**EXTRACT PROVIDED**
[BEGIN]
# Ridge beam per 2006IRC vs. 2003IRC



## rktect 1 (Feb 4, 2010)

Section 802.3.1

I am trying to find out what this section said in the 2003 IRC.

Basically I wrote a review for a cathedral space that the ridge board for the roof is now required to become a ridge beam and that both ends of that ridge beam are required to be supported.

What was required previously?  The DP said he never heard of this and that he is showing collar ties spaced at 32" o.c in the upper third of the attic and hurricane clips at the top plates to resist the gravity forces.


----------



## Mule (Feb 4, 2010)

Re: Ridge beam per 2006IRC vs. 2003IRC

The hurricane clips at the top plates do nothing to keep the structure from spreading outward. That's why you need the ridge beam to keep the walls from spreading.

By the way....here are the codes on-line to view for free!

http://publicecodes.citation.com/icod/index.htm

Here is the section of  the 2003 IRC.
[END]
**DATASET**
[BEGIN]
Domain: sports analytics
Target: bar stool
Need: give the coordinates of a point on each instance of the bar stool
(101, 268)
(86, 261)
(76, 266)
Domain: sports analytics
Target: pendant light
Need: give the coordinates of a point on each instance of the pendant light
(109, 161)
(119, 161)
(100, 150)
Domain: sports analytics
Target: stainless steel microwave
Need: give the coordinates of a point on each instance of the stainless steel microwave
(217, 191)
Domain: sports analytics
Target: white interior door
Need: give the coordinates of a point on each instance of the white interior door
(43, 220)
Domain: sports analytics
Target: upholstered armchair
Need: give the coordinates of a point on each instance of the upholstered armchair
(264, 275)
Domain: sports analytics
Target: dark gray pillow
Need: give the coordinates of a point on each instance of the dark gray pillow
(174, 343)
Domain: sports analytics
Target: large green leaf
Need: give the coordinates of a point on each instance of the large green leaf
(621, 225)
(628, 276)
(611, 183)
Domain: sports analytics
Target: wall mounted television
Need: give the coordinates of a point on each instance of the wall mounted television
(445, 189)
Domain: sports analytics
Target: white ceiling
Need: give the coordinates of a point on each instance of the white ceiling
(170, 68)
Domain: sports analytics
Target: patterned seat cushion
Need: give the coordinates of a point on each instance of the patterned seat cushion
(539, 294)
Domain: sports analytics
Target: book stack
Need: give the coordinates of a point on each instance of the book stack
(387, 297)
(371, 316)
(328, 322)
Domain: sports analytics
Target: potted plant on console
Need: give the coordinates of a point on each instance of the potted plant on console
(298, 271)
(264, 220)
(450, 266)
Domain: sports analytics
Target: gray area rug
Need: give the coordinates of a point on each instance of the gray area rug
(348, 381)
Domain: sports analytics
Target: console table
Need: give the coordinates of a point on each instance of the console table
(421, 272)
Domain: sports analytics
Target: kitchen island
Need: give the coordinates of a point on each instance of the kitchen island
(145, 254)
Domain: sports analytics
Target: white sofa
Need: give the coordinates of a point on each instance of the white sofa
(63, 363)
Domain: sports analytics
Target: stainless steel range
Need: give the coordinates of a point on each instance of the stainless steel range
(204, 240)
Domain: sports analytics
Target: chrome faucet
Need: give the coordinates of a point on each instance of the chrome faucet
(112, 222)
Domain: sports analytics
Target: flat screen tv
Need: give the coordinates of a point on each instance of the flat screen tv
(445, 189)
[END]
**GIVEN TASK 1**
In the forum thread, at what spacing are the collar ties shown?
**GIVEN TASK 2**
Pull out every line of the rows that contains the word "pendant", matching case exactly.
The forum thread and the rows come from separate sources.

**CORRECT RESULT 1**
32" o.c., in the upper third of the attic.

**CORRECT RESULT 2**
Target: pendant light
Need: give the coordinates of a point on each instance of the pendant light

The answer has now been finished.